§ **Goal**:
Copy out all of the data below word for word, keeping every line unchanged.

═══ Task inputs ═══

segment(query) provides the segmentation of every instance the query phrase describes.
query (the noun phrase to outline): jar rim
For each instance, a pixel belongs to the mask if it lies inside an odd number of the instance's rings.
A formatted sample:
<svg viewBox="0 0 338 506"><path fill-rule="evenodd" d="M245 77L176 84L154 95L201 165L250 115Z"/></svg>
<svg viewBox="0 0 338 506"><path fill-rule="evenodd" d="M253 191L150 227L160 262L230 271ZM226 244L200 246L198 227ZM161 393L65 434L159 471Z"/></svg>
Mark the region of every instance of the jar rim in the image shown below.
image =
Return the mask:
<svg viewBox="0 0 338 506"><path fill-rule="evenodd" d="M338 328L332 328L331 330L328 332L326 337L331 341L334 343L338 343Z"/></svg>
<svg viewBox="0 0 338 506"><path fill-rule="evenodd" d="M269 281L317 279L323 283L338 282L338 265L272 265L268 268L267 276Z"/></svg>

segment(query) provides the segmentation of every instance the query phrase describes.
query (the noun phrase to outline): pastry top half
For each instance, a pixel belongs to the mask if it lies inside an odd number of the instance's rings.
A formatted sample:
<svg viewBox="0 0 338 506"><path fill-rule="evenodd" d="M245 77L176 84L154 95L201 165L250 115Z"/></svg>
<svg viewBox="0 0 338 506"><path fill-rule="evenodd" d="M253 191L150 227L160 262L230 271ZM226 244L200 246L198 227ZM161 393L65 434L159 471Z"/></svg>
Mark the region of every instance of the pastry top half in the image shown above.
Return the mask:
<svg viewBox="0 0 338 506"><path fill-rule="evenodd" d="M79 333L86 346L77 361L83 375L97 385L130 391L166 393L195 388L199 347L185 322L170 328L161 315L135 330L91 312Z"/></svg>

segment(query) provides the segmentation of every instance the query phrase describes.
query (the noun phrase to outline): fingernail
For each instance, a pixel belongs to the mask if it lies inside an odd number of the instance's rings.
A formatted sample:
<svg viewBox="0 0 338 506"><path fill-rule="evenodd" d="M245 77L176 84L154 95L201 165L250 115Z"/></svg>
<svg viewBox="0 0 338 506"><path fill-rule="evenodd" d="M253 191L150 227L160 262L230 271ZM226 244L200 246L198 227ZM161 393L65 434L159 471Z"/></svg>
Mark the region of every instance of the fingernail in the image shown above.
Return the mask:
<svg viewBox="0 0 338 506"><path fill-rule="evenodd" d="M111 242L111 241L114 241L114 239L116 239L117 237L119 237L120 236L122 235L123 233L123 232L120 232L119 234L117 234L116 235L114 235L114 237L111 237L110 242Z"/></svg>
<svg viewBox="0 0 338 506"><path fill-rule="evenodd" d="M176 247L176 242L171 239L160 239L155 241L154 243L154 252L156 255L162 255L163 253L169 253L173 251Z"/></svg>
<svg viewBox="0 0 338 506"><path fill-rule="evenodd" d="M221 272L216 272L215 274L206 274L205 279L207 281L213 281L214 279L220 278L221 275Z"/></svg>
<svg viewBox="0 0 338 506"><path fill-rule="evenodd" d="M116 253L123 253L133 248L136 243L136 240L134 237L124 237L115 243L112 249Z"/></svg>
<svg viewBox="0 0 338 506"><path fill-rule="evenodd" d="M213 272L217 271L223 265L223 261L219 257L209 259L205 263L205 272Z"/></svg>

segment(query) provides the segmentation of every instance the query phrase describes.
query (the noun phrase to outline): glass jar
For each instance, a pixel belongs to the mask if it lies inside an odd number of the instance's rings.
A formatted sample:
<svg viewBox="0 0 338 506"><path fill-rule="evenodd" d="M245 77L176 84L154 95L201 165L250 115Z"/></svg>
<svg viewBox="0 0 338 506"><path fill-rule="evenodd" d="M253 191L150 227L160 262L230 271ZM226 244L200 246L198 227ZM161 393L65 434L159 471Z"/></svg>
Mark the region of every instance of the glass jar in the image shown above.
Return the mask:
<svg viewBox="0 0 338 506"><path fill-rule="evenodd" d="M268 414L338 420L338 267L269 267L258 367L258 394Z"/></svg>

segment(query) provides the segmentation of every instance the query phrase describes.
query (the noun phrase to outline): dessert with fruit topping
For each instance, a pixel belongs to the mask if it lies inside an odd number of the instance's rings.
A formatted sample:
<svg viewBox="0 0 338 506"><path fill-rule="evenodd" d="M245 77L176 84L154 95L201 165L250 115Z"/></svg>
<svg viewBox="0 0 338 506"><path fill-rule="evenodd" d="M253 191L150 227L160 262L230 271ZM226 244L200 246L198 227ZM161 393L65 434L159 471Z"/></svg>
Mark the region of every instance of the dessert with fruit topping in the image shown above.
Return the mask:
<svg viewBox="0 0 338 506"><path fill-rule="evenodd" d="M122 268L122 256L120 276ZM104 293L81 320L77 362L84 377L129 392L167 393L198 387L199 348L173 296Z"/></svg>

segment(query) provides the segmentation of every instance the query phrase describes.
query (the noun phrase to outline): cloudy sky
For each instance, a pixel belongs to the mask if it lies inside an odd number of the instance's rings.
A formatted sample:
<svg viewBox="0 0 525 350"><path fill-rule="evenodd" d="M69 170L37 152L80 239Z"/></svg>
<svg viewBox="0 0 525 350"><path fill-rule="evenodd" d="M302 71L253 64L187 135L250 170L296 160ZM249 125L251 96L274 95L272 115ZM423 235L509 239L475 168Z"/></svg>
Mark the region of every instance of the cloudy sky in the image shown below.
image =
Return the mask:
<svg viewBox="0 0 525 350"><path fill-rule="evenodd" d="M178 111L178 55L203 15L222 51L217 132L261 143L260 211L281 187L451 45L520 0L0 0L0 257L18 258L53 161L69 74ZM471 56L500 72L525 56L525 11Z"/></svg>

═══

§ **Output of the exercise**:
segment(query) provides the segmentation of every instance the query phrase describes.
query (the noun phrase to outline): jar rim
For each instance, a pixel belongs to the mask if it lies inside an odd number of the instance's rings.
A formatted sample:
<svg viewBox="0 0 338 506"><path fill-rule="evenodd" d="M245 77L176 84L154 95L201 165L250 115Z"/></svg>
<svg viewBox="0 0 338 506"><path fill-rule="evenodd" d="M253 191L150 227L160 262L230 271ZM226 244L200 246L198 227ZM161 393L65 434L159 471Z"/></svg>
Mark the region of every instance of the jar rim in the image shown below.
image =
Return the mask:
<svg viewBox="0 0 338 506"><path fill-rule="evenodd" d="M338 328L332 328L331 330L328 332L326 337L331 341L334 343L338 343Z"/></svg>
<svg viewBox="0 0 338 506"><path fill-rule="evenodd" d="M269 281L317 279L323 283L338 282L338 265L272 265L268 268L267 276Z"/></svg>

segment(query) provides the segmentation of every instance the query phrase describes.
query (the noun phrase to outline): pastry top half
For each instance, a pixel belongs to the mask if it lies inside an odd number of the instance's rings.
A formatted sample:
<svg viewBox="0 0 338 506"><path fill-rule="evenodd" d="M245 77L176 84L154 95L201 165L250 115Z"/></svg>
<svg viewBox="0 0 338 506"><path fill-rule="evenodd" d="M253 191L150 227L160 262L230 271ZM226 244L200 246L198 227ZM161 393L65 434L159 471Z"/></svg>
Mark the region of every instance of the pastry top half in the image shown above.
Return the mask:
<svg viewBox="0 0 338 506"><path fill-rule="evenodd" d="M79 333L86 346L77 361L83 375L97 385L130 391L166 393L195 388L199 347L185 322L170 328L161 315L135 330L91 312Z"/></svg>

segment(query) provides the segmentation of every instance the query phrase describes.
query (the noun phrase to outline): fingernail
For each instance, a pixel belongs to the mask if it lies inside an odd number of the instance's rings.
A formatted sample:
<svg viewBox="0 0 338 506"><path fill-rule="evenodd" d="M245 77L176 84L154 95L201 165L250 115Z"/></svg>
<svg viewBox="0 0 338 506"><path fill-rule="evenodd" d="M253 191L150 227L160 262L230 271ZM226 244L200 246L198 227ZM161 393L65 434L159 471Z"/></svg>
Mark the region of every instance of the fingernail in the image shown above.
Return the mask:
<svg viewBox="0 0 338 506"><path fill-rule="evenodd" d="M111 242L111 241L114 241L114 239L116 239L117 237L119 237L120 236L122 235L123 233L123 232L120 232L119 234L117 234L116 235L114 235L114 237L111 237L110 242Z"/></svg>
<svg viewBox="0 0 338 506"><path fill-rule="evenodd" d="M176 247L176 242L171 239L160 239L155 241L154 243L154 252L156 255L162 255L163 253L169 253L173 251Z"/></svg>
<svg viewBox="0 0 338 506"><path fill-rule="evenodd" d="M221 272L216 272L215 274L206 274L205 279L207 281L213 281L214 279L220 278L221 275Z"/></svg>
<svg viewBox="0 0 338 506"><path fill-rule="evenodd" d="M116 253L123 253L133 248L136 243L136 240L134 237L124 237L115 243L112 249Z"/></svg>
<svg viewBox="0 0 338 506"><path fill-rule="evenodd" d="M213 272L217 271L223 265L223 261L219 257L209 259L205 263L205 272Z"/></svg>

segment(query) provides the segmentation of every instance the query phrase describes.
query (the noun phrase to outline): glass jar
For each instance, a pixel belongs to the mask if it lies inside an odd number of the instance's rings.
A formatted sample:
<svg viewBox="0 0 338 506"><path fill-rule="evenodd" d="M245 77L176 84L154 95L201 165L250 115Z"/></svg>
<svg viewBox="0 0 338 506"><path fill-rule="evenodd" d="M253 191L150 227L160 262L230 271ZM226 244L200 246L198 227ZM161 393L65 434L159 471Z"/></svg>
Mark the region of every instance of the glass jar in the image shown above.
Return the mask:
<svg viewBox="0 0 338 506"><path fill-rule="evenodd" d="M268 414L338 420L338 267L269 267L258 367L258 394Z"/></svg>

segment(query) provides the segmentation of every instance the query phrase describes.
query (the noun phrase to outline): dessert with fruit topping
For each instance, a pixel belongs to the mask if it lies inside an odd number of the instance's rings.
A formatted sample:
<svg viewBox="0 0 338 506"><path fill-rule="evenodd" d="M245 77L176 84L154 95L201 165L250 115Z"/></svg>
<svg viewBox="0 0 338 506"><path fill-rule="evenodd" d="M253 191L150 227L160 262L230 271ZM226 244L200 246L198 227ZM161 393L65 434L159 471Z"/></svg>
Mark the region of every instance of the dessert with fruit topping in the image shown above.
Return the mask:
<svg viewBox="0 0 338 506"><path fill-rule="evenodd" d="M122 268L122 256L120 276ZM104 293L81 320L77 362L84 377L129 392L167 393L198 387L199 348L173 296Z"/></svg>

segment(query) provides the segmentation of every instance the query phrase describes.
query (the noun phrase to outline): cloudy sky
For each instance, a pixel belongs to the mask if it lies inside an odd number of the instance's rings.
A formatted sample:
<svg viewBox="0 0 525 350"><path fill-rule="evenodd" d="M69 170L37 152L80 239Z"/></svg>
<svg viewBox="0 0 525 350"><path fill-rule="evenodd" d="M302 71L253 64L187 135L250 170L296 160ZM249 125L251 96L274 95L272 115ZM423 235L509 239L475 168Z"/></svg>
Mark the region of every instance of the cloudy sky in the image shown below.
image =
Return the mask:
<svg viewBox="0 0 525 350"><path fill-rule="evenodd" d="M178 111L178 55L203 15L222 51L217 132L261 143L260 211L281 187L451 45L520 0L0 0L0 257L18 258L53 161L69 74ZM471 56L500 72L525 56L525 11Z"/></svg>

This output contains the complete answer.